_SOURCE TEXT_
══════════
He did call me back! *shrieks* But I do have caller ID so I just didn't answer. Yikes.

ewwww that is nasty. Why is that when people want to ask you out, or want to date at all they think they have the right to indulge in stalkerish behaviour?

*hugs you* if needs be, Frala and I will come down and beat him up

I don't know! Only freaks seem to be interested in me. :(

*hugs* Thanks! My heroes. *clutches hands to chest*

Creepy! My only foreign-language-hit-on attempt was in Spanish and I was able to squeak away with "No habla espagnol!" and ran to the (hysterically laughing) arms of my friends. Bastards.

Dude, that's funny funny. Sorry. It is.

But next time, I give you permission to transfer him over to me, and I'll tell him off good and proper. :)
══════════
_TASKS AND EXERCISES_
• a. Could you arrange the entries as a JSON list of strings, one per line and leaving out blank lines, starting with the first line of the entries and going on through the line with "negative clicks: (148, 185) (553, 367)"?
• b. Can you pick up the forum thread about the unwanted caller and continue it from its last line?

_GIVEN DATA_
══════════
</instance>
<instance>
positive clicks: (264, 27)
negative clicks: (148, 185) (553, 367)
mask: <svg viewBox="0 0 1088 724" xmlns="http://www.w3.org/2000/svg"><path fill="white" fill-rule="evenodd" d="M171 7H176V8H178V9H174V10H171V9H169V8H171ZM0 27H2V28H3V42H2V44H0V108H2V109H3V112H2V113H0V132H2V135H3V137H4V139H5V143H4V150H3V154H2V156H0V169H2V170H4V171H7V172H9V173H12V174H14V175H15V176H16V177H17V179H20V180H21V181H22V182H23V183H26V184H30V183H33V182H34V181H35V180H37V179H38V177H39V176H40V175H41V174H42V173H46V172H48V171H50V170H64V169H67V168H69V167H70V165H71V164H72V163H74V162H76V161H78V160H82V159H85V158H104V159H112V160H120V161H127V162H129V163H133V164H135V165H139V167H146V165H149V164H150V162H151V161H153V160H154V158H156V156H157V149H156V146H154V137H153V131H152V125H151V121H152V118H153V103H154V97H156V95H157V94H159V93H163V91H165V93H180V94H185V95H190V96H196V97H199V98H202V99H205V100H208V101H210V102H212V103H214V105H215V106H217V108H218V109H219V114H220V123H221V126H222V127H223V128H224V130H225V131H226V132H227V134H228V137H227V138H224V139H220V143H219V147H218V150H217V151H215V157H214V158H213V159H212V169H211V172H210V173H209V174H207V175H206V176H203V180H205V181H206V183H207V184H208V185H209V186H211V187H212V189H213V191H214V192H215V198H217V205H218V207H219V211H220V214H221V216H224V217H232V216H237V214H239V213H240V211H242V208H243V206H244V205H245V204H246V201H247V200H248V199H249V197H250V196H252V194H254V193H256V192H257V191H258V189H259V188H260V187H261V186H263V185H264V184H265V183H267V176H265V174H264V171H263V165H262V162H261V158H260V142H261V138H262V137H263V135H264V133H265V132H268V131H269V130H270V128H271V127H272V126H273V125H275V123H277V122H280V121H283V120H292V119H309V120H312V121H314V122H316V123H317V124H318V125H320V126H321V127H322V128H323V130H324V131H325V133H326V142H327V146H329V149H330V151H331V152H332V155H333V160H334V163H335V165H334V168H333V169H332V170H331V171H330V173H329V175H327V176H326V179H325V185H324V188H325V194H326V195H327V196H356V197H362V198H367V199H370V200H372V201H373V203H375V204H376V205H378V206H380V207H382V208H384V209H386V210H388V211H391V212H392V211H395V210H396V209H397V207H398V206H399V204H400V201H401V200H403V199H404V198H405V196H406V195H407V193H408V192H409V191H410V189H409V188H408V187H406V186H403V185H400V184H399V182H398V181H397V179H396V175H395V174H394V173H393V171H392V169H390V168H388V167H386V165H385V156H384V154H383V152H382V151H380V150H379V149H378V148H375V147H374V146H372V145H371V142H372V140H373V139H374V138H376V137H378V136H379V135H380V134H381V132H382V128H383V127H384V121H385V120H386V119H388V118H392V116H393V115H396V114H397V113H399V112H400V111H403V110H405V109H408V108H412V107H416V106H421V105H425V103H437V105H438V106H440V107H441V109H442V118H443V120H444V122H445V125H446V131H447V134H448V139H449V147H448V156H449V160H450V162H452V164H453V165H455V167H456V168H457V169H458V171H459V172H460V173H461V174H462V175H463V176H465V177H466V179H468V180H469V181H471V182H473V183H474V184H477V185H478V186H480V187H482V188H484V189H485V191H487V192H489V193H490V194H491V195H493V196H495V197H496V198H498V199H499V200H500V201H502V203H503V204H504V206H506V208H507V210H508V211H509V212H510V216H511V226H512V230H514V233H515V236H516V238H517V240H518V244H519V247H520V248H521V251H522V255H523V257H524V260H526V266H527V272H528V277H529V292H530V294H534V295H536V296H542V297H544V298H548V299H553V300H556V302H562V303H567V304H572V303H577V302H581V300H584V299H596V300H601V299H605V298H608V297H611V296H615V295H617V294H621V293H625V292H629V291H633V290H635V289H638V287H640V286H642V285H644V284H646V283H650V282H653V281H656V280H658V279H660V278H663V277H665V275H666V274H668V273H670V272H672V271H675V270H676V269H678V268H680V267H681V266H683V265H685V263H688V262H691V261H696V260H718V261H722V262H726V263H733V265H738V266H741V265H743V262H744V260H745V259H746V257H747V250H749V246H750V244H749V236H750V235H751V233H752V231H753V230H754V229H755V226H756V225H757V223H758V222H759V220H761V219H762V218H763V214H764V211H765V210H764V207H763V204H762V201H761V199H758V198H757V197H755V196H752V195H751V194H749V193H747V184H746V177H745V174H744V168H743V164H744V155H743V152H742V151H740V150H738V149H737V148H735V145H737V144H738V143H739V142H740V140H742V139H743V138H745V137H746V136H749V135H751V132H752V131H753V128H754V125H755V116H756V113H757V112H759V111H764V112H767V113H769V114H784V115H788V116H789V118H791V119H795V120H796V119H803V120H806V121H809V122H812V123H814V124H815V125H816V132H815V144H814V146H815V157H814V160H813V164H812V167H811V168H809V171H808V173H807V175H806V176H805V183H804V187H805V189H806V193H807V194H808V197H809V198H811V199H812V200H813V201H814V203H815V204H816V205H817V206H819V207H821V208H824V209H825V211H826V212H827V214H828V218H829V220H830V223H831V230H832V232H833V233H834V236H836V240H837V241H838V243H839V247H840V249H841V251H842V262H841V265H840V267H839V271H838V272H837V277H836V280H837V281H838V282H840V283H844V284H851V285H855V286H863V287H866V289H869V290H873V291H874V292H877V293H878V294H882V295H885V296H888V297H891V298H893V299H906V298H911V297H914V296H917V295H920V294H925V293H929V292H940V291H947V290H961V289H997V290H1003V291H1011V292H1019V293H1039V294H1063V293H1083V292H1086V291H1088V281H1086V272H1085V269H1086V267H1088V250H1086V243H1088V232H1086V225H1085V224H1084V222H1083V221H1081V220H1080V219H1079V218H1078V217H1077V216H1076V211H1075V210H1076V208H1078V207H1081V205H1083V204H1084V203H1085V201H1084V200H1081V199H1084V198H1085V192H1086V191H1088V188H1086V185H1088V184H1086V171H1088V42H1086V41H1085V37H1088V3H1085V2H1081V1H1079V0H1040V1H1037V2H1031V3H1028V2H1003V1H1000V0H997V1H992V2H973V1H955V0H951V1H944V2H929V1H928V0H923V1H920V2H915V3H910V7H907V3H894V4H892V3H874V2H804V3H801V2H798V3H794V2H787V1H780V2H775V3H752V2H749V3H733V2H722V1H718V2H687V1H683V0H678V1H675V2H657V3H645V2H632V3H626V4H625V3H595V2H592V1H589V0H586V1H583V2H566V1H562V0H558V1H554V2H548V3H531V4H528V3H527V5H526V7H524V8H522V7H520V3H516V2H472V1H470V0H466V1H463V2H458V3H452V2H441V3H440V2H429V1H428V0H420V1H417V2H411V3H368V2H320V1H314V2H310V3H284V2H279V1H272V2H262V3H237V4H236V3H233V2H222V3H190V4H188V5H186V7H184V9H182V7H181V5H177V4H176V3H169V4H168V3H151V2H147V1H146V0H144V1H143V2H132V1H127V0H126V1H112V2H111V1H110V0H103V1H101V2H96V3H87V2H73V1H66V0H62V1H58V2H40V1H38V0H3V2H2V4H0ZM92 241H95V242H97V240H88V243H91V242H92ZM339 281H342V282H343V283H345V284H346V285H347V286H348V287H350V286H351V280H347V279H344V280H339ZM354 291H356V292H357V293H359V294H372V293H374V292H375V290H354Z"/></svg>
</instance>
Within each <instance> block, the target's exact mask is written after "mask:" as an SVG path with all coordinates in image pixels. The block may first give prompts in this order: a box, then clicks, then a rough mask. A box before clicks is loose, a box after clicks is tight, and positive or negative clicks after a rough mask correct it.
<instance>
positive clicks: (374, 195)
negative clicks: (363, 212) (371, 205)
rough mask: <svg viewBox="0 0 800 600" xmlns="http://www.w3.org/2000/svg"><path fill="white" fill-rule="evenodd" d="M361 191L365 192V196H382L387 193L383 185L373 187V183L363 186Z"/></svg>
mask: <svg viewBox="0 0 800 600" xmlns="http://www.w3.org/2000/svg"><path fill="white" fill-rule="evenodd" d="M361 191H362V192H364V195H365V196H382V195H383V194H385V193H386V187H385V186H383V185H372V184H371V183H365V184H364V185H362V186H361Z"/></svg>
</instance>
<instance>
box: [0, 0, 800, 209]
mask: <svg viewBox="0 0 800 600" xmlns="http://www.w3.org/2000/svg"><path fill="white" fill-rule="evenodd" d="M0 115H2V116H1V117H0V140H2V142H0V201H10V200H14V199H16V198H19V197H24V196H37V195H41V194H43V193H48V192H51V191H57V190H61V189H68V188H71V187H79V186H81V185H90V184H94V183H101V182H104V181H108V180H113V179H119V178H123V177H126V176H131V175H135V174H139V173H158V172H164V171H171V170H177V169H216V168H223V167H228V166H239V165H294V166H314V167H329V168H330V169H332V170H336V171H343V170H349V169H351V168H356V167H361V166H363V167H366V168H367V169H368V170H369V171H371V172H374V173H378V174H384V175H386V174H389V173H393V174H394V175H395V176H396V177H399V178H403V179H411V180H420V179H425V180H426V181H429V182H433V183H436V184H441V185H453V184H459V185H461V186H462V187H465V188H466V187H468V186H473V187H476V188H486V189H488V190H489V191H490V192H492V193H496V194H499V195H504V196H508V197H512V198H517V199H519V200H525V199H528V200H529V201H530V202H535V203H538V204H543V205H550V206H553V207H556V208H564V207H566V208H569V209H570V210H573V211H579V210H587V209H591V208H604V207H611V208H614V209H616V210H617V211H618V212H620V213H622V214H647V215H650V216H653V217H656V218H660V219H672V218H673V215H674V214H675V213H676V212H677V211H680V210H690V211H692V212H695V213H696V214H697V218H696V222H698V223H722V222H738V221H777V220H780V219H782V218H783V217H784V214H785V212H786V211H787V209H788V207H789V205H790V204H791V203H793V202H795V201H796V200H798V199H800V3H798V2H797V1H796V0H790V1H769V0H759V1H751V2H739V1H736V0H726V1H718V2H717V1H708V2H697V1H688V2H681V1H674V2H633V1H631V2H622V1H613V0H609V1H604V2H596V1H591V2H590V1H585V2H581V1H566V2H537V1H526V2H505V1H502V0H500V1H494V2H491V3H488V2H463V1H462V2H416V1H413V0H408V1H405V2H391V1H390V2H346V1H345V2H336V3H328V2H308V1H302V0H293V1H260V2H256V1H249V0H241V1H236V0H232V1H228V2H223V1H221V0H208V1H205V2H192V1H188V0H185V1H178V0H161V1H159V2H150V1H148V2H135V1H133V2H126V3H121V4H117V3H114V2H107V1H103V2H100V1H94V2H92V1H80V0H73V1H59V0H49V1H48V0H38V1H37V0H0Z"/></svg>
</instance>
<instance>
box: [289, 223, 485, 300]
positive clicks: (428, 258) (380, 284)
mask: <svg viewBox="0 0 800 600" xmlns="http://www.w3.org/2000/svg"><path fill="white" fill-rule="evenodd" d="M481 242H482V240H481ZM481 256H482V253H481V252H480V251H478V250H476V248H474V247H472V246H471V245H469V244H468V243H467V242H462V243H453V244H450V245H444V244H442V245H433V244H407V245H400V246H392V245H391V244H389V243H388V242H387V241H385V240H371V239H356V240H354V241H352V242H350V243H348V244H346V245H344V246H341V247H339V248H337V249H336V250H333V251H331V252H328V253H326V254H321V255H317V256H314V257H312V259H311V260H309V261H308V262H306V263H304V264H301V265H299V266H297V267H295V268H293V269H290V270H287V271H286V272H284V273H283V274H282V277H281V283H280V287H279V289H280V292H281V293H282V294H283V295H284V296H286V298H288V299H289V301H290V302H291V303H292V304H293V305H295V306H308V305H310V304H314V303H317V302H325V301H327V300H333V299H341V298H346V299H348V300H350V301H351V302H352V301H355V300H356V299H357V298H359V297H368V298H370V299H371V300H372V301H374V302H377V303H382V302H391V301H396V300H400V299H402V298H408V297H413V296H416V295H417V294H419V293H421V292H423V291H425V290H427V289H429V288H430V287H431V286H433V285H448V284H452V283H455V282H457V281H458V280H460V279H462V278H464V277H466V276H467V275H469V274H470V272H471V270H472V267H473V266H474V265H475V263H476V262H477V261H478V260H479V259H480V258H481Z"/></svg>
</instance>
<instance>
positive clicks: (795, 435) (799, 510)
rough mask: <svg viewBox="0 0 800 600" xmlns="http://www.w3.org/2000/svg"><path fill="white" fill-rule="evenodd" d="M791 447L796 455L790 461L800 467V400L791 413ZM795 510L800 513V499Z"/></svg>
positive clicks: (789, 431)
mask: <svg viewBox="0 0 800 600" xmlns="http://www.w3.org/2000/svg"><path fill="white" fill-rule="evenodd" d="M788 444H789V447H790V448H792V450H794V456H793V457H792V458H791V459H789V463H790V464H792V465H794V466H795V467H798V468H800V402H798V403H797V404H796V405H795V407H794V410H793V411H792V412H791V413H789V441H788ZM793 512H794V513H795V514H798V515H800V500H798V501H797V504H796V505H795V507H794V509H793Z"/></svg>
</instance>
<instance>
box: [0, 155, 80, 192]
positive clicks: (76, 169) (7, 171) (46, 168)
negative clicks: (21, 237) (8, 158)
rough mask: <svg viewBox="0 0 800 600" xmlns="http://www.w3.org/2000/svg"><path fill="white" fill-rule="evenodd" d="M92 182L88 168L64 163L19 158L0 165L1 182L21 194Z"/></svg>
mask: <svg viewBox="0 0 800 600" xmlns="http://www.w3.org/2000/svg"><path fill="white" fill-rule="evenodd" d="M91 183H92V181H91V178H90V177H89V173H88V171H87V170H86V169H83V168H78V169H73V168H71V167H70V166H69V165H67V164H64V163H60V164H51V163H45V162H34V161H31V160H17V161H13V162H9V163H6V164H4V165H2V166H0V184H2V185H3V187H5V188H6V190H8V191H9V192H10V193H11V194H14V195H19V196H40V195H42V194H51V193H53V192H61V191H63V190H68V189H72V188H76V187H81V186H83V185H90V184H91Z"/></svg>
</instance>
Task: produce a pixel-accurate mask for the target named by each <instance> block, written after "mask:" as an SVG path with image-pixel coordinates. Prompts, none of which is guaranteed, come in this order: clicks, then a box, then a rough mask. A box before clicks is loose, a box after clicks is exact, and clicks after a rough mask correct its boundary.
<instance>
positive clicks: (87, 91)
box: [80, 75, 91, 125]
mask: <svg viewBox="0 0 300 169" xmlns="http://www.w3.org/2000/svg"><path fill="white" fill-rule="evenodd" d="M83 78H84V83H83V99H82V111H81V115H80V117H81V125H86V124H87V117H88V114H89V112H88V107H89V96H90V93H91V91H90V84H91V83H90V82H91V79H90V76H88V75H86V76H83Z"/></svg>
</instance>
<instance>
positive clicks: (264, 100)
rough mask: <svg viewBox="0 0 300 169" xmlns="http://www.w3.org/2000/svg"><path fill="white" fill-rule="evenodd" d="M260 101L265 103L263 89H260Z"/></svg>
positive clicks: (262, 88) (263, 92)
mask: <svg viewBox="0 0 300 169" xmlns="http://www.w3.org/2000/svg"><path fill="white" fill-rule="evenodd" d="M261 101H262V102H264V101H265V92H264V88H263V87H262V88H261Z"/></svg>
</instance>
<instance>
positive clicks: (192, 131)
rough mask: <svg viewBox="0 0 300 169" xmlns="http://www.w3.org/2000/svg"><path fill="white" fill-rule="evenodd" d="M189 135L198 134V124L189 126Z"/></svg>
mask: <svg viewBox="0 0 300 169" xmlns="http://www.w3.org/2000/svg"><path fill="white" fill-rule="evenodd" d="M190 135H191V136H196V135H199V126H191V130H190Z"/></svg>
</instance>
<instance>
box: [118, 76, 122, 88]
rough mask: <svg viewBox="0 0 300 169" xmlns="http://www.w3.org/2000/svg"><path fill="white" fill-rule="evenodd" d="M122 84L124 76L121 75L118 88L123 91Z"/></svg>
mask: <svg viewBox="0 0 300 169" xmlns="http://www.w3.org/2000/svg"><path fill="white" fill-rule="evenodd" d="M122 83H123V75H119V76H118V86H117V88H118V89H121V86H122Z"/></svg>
══════════
_EXERCISE RESPONSES_
• a.
[
  "</instance>",
  "<instance>",
  "positive clicks: (264, 27)",
  "negative clicks: (148, 185) (553, 367)"
]

• b.
It was so bizarre.

Haha, he'll ask you out too!

You're so my hero, fake wife! What a fucking creep. Just like Steinbrenner (I swear I'll stop saying that).

Dude. On Saturday night I was in downtown Ottawa celebrating my little sister's birthday, and this drunk guy walks up to us, says something really fast (I'm not sure what exactly it is what he said, something like "5 girls aren't I lucky." ) and ended with YEYEYEYEYE. I was like .. "wtf is that?".